*THE TASK*
Locate every row below that contains the word "thickest", and copy each of those rows in full.

*RECORDS*

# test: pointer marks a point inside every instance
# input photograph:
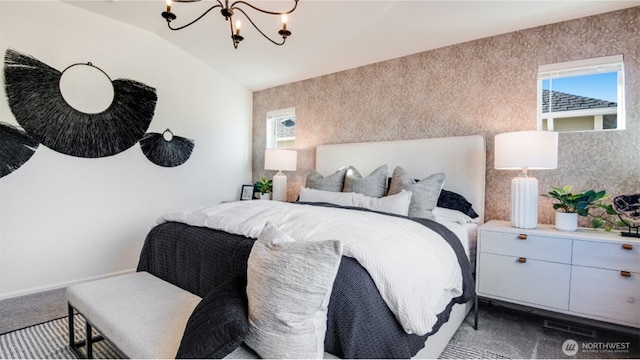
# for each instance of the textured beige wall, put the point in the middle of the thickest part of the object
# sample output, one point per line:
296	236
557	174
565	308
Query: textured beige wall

...

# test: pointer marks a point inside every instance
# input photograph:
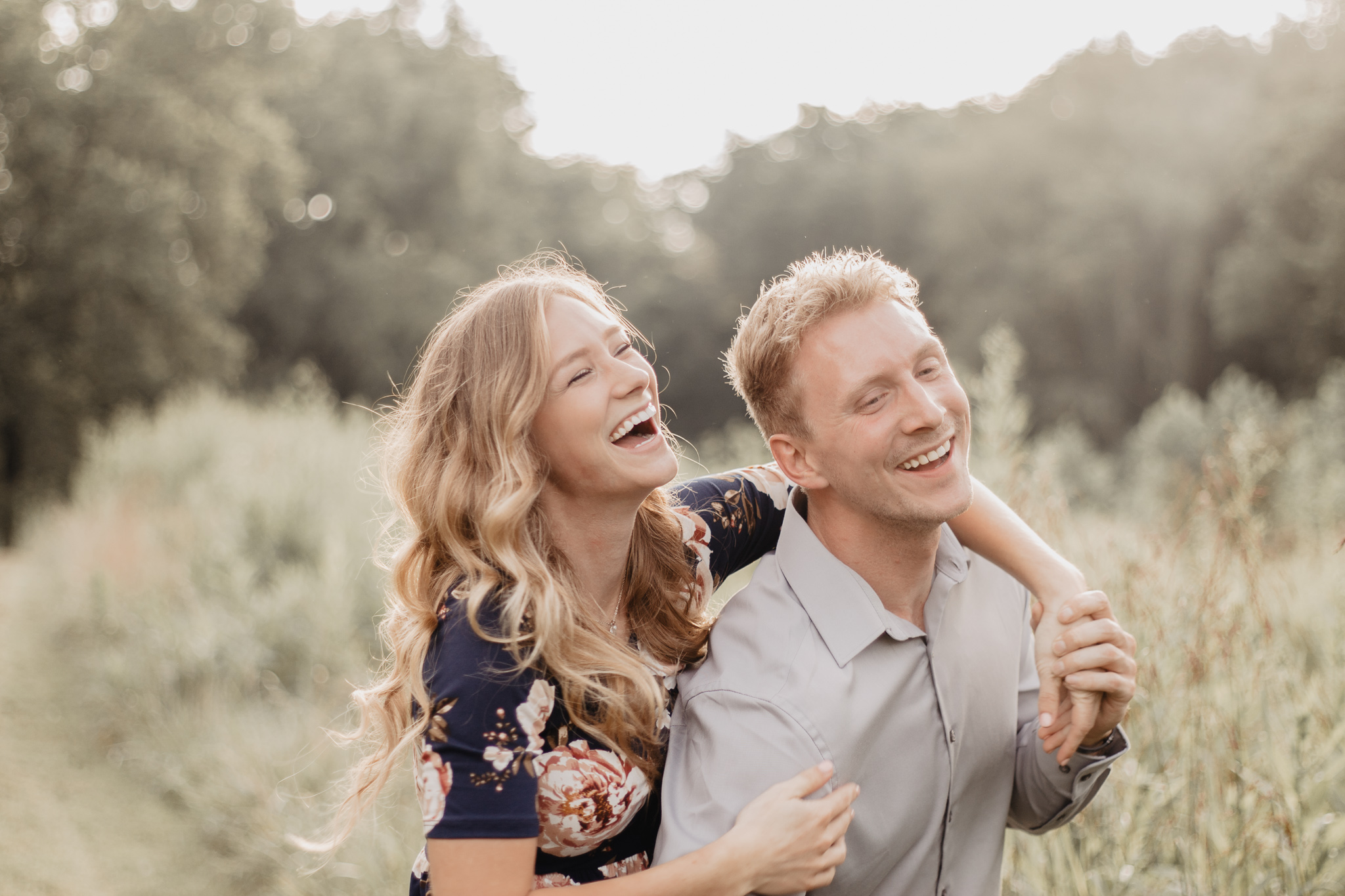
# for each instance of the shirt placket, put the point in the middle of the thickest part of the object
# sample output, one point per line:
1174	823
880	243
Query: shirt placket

*WRITTEN REPLY*
# for each instance of the textured beige wall, put the point in the middle of the thickest part of the object
# for each instance of the shirt placket, put the point in the middle of the thickest part of the object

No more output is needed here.